:: Your instructions ::
Set down the data again word for word. Skip any pictures.

[Dataset entries]
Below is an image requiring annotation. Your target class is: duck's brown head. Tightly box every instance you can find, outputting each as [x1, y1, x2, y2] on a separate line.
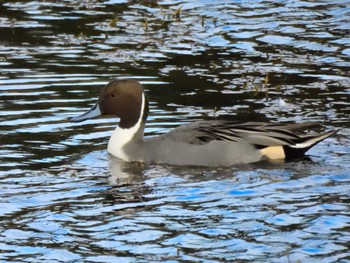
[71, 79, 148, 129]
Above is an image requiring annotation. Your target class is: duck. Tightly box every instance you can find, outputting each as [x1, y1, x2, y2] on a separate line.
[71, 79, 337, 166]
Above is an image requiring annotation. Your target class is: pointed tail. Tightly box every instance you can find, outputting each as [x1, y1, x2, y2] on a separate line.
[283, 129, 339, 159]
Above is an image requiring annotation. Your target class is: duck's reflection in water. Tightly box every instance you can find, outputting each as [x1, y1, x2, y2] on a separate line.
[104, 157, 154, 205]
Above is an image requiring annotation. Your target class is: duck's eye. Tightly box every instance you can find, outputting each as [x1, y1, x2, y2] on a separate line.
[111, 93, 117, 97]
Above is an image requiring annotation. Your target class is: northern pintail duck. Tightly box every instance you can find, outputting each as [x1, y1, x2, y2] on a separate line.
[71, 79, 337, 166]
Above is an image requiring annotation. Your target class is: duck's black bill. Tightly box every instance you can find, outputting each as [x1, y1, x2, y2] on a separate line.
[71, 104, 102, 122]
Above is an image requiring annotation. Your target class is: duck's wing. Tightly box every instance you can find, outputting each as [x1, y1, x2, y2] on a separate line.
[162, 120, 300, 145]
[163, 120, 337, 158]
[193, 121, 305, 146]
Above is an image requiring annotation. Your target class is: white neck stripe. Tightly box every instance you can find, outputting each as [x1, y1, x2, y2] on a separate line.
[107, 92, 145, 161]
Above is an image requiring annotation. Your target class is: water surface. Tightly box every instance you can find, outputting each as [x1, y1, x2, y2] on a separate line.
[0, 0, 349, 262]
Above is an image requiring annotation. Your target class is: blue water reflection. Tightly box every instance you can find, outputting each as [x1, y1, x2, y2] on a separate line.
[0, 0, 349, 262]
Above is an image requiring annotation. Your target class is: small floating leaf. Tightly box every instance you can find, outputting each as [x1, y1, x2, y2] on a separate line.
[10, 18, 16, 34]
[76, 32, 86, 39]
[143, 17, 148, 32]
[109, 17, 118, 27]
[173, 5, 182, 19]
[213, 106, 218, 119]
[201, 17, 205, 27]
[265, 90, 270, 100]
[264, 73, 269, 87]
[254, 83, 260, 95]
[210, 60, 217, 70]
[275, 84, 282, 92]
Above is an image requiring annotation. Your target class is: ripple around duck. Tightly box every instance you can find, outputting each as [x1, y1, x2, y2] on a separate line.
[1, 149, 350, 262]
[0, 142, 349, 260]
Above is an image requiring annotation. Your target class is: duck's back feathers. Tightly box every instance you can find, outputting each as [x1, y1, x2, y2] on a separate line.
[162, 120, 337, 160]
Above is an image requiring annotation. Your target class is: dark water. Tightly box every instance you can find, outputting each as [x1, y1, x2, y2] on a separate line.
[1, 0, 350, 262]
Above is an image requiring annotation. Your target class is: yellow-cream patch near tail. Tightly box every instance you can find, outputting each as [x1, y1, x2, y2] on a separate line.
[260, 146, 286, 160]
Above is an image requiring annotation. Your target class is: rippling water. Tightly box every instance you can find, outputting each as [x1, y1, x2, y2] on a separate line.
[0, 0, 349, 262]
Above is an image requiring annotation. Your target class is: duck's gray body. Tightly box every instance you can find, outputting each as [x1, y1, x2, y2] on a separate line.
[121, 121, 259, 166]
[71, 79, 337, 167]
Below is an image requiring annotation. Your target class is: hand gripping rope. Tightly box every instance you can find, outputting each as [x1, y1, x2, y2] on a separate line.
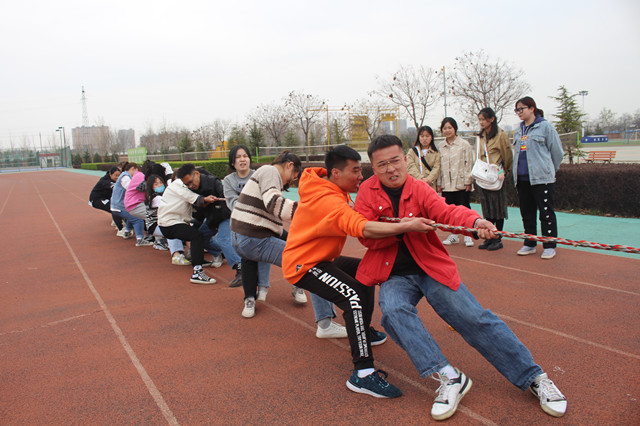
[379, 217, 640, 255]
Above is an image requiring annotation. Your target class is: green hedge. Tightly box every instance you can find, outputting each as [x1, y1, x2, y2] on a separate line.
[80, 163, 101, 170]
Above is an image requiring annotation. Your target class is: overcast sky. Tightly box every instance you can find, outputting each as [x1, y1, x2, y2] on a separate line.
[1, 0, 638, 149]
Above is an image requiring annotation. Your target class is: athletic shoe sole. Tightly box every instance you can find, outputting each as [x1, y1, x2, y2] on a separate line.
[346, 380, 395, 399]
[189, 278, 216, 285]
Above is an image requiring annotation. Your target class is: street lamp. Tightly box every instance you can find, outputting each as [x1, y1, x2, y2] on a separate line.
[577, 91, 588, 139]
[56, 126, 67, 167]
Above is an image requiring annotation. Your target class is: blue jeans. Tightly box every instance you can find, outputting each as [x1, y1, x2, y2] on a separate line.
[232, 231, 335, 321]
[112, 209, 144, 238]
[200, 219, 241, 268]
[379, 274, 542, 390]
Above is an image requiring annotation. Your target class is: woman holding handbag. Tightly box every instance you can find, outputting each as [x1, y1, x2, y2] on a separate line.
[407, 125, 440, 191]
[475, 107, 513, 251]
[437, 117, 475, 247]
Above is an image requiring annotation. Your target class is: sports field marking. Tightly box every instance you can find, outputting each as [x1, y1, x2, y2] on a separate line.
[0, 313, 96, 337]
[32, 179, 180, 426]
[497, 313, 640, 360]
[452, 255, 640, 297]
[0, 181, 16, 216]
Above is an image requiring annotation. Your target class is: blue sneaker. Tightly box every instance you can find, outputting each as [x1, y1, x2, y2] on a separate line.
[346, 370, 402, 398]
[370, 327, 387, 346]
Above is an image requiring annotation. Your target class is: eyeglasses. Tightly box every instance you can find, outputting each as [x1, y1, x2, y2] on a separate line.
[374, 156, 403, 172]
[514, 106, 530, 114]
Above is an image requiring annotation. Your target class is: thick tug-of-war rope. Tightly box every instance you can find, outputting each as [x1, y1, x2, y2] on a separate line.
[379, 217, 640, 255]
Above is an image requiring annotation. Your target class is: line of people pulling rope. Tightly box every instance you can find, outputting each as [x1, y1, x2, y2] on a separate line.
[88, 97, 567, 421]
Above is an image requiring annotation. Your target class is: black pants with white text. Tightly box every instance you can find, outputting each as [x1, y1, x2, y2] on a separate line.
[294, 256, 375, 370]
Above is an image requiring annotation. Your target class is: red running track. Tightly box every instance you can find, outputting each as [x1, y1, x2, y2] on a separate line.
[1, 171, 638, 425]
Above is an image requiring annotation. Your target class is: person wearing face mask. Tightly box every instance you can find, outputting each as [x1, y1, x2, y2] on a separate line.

:: Solved problem ::
Below is an image requiring annotation. Your target class is: duck's brown head. Tightly box every instance you can find, outputting each as [x1, y1, x2, y2] on a separate line.
[71, 79, 148, 129]
Above is an image requiring annotation. Your target class is: duck. Tightly box every instance you can find, outputting each as [x1, y1, x2, y2] on a separate line.
[71, 79, 337, 166]
Above is an image requiring annotation. Your target class is: pointed tail. Tightly box every instance you can find, outputting each as [x1, y1, x2, y2] on a separate line.
[283, 129, 339, 159]
Above is an image requiring annotation. Your target class is: duck's reflection in water. Tightly box every instance you can find, outputting each as [x1, y1, x2, y2] on a separate line.
[104, 157, 154, 205]
Above is an image requiring annotation. Your target class is: duck's eye. Tightly box every instance you can find, outputting each as [x1, y1, x2, y2] on a separate line.
[111, 93, 117, 97]
Above is an image requiring annotation. Your target class is: northern pintail duck. Tightly box every instance you can find, outputting each as [x1, y1, x2, y2] on a separate line.
[71, 79, 337, 166]
Above is an image requiring annotation. Your target class is: duck's black bill. Tightly box every instance you can find, outputting each as [x1, y1, x2, y2] on a separate line.
[71, 104, 102, 122]
Above is an image requiring annotation. Your target class is: duck's wing. Tightly box every instance you can find, outputting each as [x1, y1, x2, y2] on a separate line.
[162, 120, 300, 145]
[163, 120, 337, 158]
[193, 121, 305, 146]
Above is an image requiring annotation. Your target class is: white neck stripe. Tightly box every instance you can find, outputting each as [x1, y1, x2, y2] on a separate line.
[107, 92, 145, 161]
Above is an image requiring annotation. Your target class is: water surface. Tightly box every instance you can find, outputting each as [x1, y1, x2, y2] on a separate line.
[0, 0, 349, 262]
Above is an image requiring annotation. Your target class is: blue water reflection. Tightly box every instance you can find, outputting each as [x1, y1, x2, y2] on a separate line.
[0, 0, 349, 262]
Above is an image requiring annotation. Your target class is: small floating leaf. Tightly box every instance you can find, outputting each as [x1, y1, x2, y2] on a separate line.
[10, 18, 16, 34]
[76, 32, 86, 39]
[143, 17, 148, 32]
[109, 17, 118, 27]
[173, 5, 182, 19]
[213, 106, 218, 119]
[201, 17, 205, 27]
[265, 90, 270, 100]
[264, 73, 269, 87]
[254, 83, 260, 95]
[210, 60, 217, 70]
[275, 84, 282, 92]
Above is an image requiring annotation. Your target class is: ripple around duck. Tightly box every instance you can find, outputting each as [x1, y1, x2, y2] on a separate line.
[1, 149, 350, 262]
[0, 142, 349, 260]
Above is an image requiring annotation. Your target class is: duck's back feathers. Tightly box every instance you can find, outputting each as [x1, y1, x2, y2] on a separate line.
[162, 120, 337, 160]
Above is an image requiring annotation. Your target class is: dark water. Tightly box every instance you can find, outputting each as [x1, y1, x2, y2] on a separate line.
[1, 0, 350, 262]
Above is an image requiring annotation. Your target class is: yellow-cream patch near tail. Tightly box every instance you can find, outputting each as [x1, y1, x2, y2] on a separate line.
[260, 146, 286, 160]
Above is an image requiring annotation. Your target class is: rippling water. Tightly box every instance you can find, outputting each as [x1, y1, x2, y2] on a separate line.
[0, 0, 349, 262]
Above is an image requiring annotation. Your target class is: duck's gray body. Tightly box every instance you can find, outputting each as [x1, y1, x2, y2] on a separate line.
[121, 121, 259, 166]
[71, 79, 337, 167]
Below is an image requiring annotation. Your target class is: hand gripping rope. Tightly box every instance you can find, outputting each as [x1, y1, x2, y2] on a separate line.
[379, 217, 640, 255]
Above is an image requiring annotation. Your target class is: green hedge. Tightly box every instance you can find, outputting each as [x1, y1, x2, y2] on a separate line.
[80, 163, 101, 170]
Above is an image requiring annotation. Your target class is: overcast sky. Tightly box every instance you can find, outputting each as [x1, y1, x2, y2] on a separate line.
[1, 0, 638, 149]
Above is an image requiring annotation. Your target class is: athletic shoe sole. Tightly box every instance you can find, outputting each as [x1, y1, x2, y2] on a separate line.
[346, 380, 395, 399]
[189, 278, 216, 285]
Above is an image requiring annotation. Your target class is: street lamp. Tightly box every instance you can find, outputting each as [x1, y1, x2, y2] on a separate line.
[577, 91, 588, 139]
[56, 126, 67, 167]
Above is an image requiring annotation. Your target class is: blue jeans. Tightly box every instance you can find, outputting each as [x1, y1, x2, y2] on a separate line.
[232, 231, 335, 321]
[112, 209, 144, 238]
[200, 219, 241, 268]
[379, 274, 542, 390]
Above is an image requiring annotation. Your target class is: woman holding handbag. Tightly box every instance you can find, outputting each as [x1, y1, x2, y2] on a separate line.
[407, 125, 440, 191]
[475, 107, 513, 251]
[437, 117, 475, 247]
Above is an image requiring annotation. Your target class is: sports field marking. Tightly box every instance you can find, outputting each as [x1, y1, x2, y2] on a separate line.
[0, 313, 96, 337]
[32, 179, 180, 426]
[497, 313, 640, 360]
[452, 255, 640, 297]
[0, 181, 16, 216]
Above is an image requiring annotation. Your target class is: blue sneaker. Tightly box every instance you can find, outputting each as [x1, y1, x2, y2] on a separate line.
[346, 370, 402, 398]
[370, 327, 387, 346]
Above is an image requiring annotation. Your target class is: eyeglasses. Tightly box every instance you can find, outputting each as [x1, y1, x2, y2] on a separate line.
[374, 156, 403, 172]
[514, 106, 530, 114]
Above is an image requiring annotation. Your target class is: thick tug-of-war rope. Tightly box every instance you can find, outputting each as [x1, y1, x2, y2] on a separate line.
[379, 217, 640, 255]
Above is an image requiring annotation. Your target class is: line of people pulling rope. Tightly box every instance you can find, outputting each as [x1, y1, x2, y2] on a separate line.
[88, 97, 567, 421]
Above is an image requiring annotation. Your target class is: black pants with white text. Tightly box every instance you can find, outputting each as [x1, y1, x2, y2] on a separate line.
[294, 256, 375, 370]
Above is an image requiring annotation. Your target class is: red running track. Tightly box every instance you can find, outputting each as [x1, y1, x2, y2] on a separate line.
[1, 171, 638, 425]
Above is an image requiring annotation. Your target class is: person wearing face mask. Tightly box every instance you can find, outputting each as [x1, y1, x2, y2] on a separate line.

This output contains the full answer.